Requirement
Set down the whole listing verbatim.

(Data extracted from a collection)
***

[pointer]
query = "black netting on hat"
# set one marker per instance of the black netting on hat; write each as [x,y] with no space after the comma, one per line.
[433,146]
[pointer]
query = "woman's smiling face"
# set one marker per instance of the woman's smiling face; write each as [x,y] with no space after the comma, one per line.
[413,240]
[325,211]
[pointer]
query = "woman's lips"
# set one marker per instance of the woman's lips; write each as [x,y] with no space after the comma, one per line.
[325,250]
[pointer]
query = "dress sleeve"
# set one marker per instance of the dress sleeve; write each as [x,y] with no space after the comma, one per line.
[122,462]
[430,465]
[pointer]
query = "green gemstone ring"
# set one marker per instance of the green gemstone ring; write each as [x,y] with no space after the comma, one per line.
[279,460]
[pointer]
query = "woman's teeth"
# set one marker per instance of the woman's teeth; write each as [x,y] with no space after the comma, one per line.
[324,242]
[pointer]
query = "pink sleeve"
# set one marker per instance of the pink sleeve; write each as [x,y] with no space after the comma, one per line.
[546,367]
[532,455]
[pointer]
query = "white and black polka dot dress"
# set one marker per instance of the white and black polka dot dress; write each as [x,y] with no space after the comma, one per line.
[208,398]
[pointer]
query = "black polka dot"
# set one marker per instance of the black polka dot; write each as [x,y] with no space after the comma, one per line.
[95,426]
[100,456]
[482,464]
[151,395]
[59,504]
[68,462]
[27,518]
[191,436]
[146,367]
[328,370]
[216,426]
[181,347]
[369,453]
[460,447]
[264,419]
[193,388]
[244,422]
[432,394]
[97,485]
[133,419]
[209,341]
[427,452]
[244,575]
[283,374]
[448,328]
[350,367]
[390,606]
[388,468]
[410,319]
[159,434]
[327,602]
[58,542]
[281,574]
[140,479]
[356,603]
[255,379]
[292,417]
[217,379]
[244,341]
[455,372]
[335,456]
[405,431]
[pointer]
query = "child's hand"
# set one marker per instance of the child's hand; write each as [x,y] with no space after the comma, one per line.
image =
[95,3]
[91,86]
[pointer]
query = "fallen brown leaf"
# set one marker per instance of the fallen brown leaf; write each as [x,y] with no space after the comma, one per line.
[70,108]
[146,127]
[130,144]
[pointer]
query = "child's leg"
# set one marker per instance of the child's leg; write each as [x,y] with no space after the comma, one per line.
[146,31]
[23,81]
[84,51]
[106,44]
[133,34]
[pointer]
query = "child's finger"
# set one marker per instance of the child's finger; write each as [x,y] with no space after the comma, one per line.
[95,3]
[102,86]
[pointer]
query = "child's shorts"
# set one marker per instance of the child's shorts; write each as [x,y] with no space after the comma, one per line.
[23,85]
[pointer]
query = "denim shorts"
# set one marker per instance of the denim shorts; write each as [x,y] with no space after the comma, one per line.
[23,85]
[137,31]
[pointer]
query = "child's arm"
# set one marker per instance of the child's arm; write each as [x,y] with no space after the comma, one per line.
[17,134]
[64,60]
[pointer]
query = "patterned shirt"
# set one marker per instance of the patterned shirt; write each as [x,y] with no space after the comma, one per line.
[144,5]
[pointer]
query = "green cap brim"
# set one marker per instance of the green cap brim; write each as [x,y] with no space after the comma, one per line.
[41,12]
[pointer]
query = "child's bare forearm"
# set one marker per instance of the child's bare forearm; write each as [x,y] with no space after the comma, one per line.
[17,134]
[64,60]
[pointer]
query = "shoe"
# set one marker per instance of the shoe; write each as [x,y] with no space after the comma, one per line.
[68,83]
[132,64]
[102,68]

***

Response to this task
[pointer]
query = "black netting on hat"
# set one marker per instance of the black netting on hat; write each as [x,y] with no space after the comma, one per line.
[433,146]
[pointer]
query = "woman's smiling face"
# set one marker per instance of the woman's smiling face; write each as [x,y] with no space after the comma, one per line.
[413,240]
[325,211]
[pointer]
query = "woman's lips"
# set one marker per instance of the woman's lips; write each as [x,y] with no space after the comma, one per line.
[325,250]
[pointer]
query = "dress sleeve"
# set one marker per instance of the dress sleeve; write each as [x,y] with no space after the comma, one per line.
[122,462]
[430,465]
[pointer]
query = "green gemstone ring"
# set one marker per instance of the green gemstone ring; write each as [x,y] with no space after the comma, one per line.
[279,460]
[pointer]
query = "woman's teeth"
# set one marker per instance of the woman's teeth; write each as [x,y] with no space after the comma, one per line.
[324,242]
[pointer]
query = "pink sleeve"
# set one marker per instance of the pink sleeve; write each as [x,y] with no space after the comma, one per line.
[546,367]
[532,455]
[pointer]
query = "white and black polka dot dress"
# set one marker per instance of the white and black polka dot dress; write each as [x,y] with no space after the comma, one per line.
[208,398]
[pointer]
query = "black polka dot"
# set one marker per instance of the black polka dot; write each as [x,y] with no space after the comma, one per line.
[95,426]
[100,456]
[482,464]
[151,395]
[59,504]
[68,462]
[27,518]
[191,436]
[146,367]
[328,370]
[216,426]
[181,347]
[369,453]
[460,447]
[264,419]
[193,388]
[244,422]
[432,394]
[97,485]
[133,419]
[209,341]
[427,452]
[244,575]
[283,374]
[448,328]
[350,367]
[390,606]
[388,468]
[410,319]
[159,434]
[327,602]
[58,542]
[281,574]
[140,479]
[356,603]
[255,379]
[292,417]
[217,379]
[244,341]
[455,372]
[335,456]
[405,431]
[pointer]
query = "child's hand"
# set one marker per instance of the child's hand; write each as [x,y] with no space after the comma, one per line.
image =
[95,3]
[91,86]
[pointer]
query = "fallen brown leaf"
# set one marker per instance of the fallen brown leaf; write each as [x,y] with no space after the comma, one per line.
[70,108]
[146,127]
[130,144]
[pointer]
query = "child's leg"
# set one marker per instance of the child's leg; write each as [x,y] with no space after the comma, one per line.
[146,31]
[23,81]
[84,51]
[106,44]
[133,34]
[pointer]
query = "child's finger"
# set one marker per instance of the child's finger; write each as [x,y] with no space after the comma, one per line.
[95,3]
[102,86]
[pointer]
query = "child's shorts"
# set one marker per instance of the child's shorts; write each as [x,y] with no space after the comma, one per line.
[23,85]
[pointer]
query = "denim shorts"
# set one marker per instance of the denim shorts; write each as [x,y] with no space after the comma, one per line.
[23,85]
[137,31]
[pointer]
query = "child's arm"
# set one marker per instance of the child's arm; write each as [x,y] with no space after the comma, one per line.
[17,134]
[64,60]
[pointer]
query = "patterned shirt"
# set one marker per instance of the patterned shirt; write each as [x,y] with no space after the comma, one per line.
[144,5]
[pointer]
query = "green cap brim"
# set one marker per instance of the green cap brim; write each as [x,y] with no space after the comma, one per line.
[41,12]
[pointer]
query = "child's bare forearm"
# set one marker per instance of the child's bare forearm; write each as [x,y] with no space after the comma, one per line.
[17,134]
[64,60]
[pointer]
query = "shoe"
# set one marker per instance of the shoe; write each as [x,y] with no space after the comma, one per line.
[68,83]
[132,64]
[102,68]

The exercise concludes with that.